▸ EXERCISE DETAILS
Reproduce every one of the records below verbatim, line for line, without altering any character.

▸ PROVIDED DATA
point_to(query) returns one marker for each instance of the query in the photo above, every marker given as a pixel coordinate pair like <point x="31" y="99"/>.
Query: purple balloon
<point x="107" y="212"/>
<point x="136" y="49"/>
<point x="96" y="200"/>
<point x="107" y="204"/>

▸ IN RESPONSE
point_to(query) returns one marker for each instance of the query in the photo above, every marker given as a pixel coordinate pair like <point x="31" y="99"/>.
Query: purple balloon
<point x="107" y="212"/>
<point x="136" y="49"/>
<point x="96" y="200"/>
<point x="107" y="204"/>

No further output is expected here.